→ DOCUMENT TEXT
------------------------------------------------------------------------

Sometimes you come across a blog post that makes you want to stand up and cheer. This was one of those for me. Claudia at Lit Hitchhiker writes about how her favorite books are those she stumbled upon by chance.Ode to Books Discovered by Chance She is definitely onto something:
I ended up loving all of these books and so many others I found by accident. I will always remember the feeling I had reading the first page of Absalom, Absalom, the almost painful wonder that there was someone who could write like that and I hadn’t known he existed, the fear that I might have never found him, the gratitude that I did, the hope that there were others out there to be discovered. And that, I think, is large part of why these books became my favorites. These feelings are now embedded in them. I can’t read Faulkner without remembering that first rush of breathlessness. I can’t read Possession without remembering how admiration for Byatt crept on me that first time—I hadn’t known you could write about that.
I don’t read for the moments anticipated in study guides. I read for those moments when you read a book that everyone had dissected to death, a book you know by heart through cultural osmosis, and suddenly there is a passage that no one mentioned, but that speaks to you like few things ever did. I read for the moments when you open a book you hadn’t heard much about and it satisfies a need you didn’t even realize you had. I read for the unexpected moment of beauty.
Of all the literature classes I’ve ever taken, my first literature class in college, Literary Traditions I: the Epic Poem with Father Robert Maguire stand out primarily because of Father Mac’s way of reading student essays. He said he always read while looking for what he called the “aha! moment”. He wasn’t looking for well polished essays or essays that delivered new insights. He was teaching a required class to incoming freshmen, after all. But he did look for the moment when the student made a connection with the work, when suddenly the bulb clicked on and the connection was made. He wanted us to connect to the books we were reading. He wanted Homer and Virgil and all the rest to matter to us. Perhaps it isn’t overstating it to say that he wanted us to fall in love.
I think what Lit Hitchhiker describes is very much akin to what Father Mac was looking for in our compositions: the moments where we find that thing that speaks to us as few things ever have. He was wise enough to realize that this moment can happen not only when we are reading books but also when we are writing about them. That moment when I was writing an essay on a final exam for an upper level English class, years after Lit Trad I when suddenly I encountered Beowulf all over again and knew him for the first time. I don’t even recall what the insight was that found it’s way into my essay, what books I was writing about or what the question was that I was answering. But I recall which classroom I was sitting in and the feel of the air and the sound of my pen on the paper and the scritch and scratch of it and I can feel that gut clenching moment when suddenly my world shifted and I knew that in some subtle way it would never be the same again. The aha sounding like trumpets that only I could hear.

------------------------------------------------------------------------

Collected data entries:
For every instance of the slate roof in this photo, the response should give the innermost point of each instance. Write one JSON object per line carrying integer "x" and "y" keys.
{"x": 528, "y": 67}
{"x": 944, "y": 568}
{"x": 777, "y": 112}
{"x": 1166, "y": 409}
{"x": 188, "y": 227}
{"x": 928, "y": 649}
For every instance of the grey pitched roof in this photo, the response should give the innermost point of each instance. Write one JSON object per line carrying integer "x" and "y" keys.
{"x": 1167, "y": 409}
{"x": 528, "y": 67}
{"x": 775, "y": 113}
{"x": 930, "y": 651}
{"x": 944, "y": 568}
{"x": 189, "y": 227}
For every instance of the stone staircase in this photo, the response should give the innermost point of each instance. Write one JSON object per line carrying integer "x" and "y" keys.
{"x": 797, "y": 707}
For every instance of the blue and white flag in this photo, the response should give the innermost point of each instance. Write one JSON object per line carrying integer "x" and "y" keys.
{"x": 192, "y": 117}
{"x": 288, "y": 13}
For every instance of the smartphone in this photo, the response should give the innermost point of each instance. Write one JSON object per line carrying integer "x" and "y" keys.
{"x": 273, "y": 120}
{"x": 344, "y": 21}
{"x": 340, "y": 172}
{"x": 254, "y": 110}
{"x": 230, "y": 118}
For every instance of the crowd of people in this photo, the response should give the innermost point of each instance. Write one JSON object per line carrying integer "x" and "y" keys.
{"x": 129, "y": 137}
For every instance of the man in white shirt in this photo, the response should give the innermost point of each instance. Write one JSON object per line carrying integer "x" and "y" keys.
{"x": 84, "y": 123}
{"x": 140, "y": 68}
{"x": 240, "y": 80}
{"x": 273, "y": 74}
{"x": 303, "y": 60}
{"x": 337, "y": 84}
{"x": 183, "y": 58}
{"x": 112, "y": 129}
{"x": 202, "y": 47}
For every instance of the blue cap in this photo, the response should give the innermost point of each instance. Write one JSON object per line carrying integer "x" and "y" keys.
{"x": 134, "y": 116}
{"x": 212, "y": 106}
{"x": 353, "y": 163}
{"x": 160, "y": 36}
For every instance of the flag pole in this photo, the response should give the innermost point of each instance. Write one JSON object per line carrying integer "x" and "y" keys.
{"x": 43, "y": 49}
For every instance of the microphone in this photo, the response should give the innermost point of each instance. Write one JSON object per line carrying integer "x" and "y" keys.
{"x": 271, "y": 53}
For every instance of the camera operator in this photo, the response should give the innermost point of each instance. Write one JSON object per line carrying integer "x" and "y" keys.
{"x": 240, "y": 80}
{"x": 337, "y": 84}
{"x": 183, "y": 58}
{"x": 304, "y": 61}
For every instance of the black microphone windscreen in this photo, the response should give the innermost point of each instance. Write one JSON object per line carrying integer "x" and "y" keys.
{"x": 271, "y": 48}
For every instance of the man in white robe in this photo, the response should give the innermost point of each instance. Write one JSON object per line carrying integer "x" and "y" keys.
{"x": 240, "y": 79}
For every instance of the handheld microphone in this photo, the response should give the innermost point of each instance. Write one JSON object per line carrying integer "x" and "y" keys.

------------------------------------------------------------------------

→ TASKS TO CARRY OUT
(a) Answer these questions from the blog post:
(i) In the quoted passage, which book's first page brought "the almost painful wonder"?
(ii) What was the full name of the writer's first literature class in college?
(iii) What did Father Mac call the moment he looked for in student essays?
(b) According to the blog post, why wasn't Father Mac looking for well-polished essays or essays that delivered new insights?
Answer from the blog post alone.

→ FINAL ANSWERS
(a)
(i) Absalom, Absalom
(ii) Literary Traditions I: the Epic Poem
(iii) The "aha! moment"

(b) He was teaching a required class to incoming freshmen. He looked instead for the moment when a student made a connection with the work.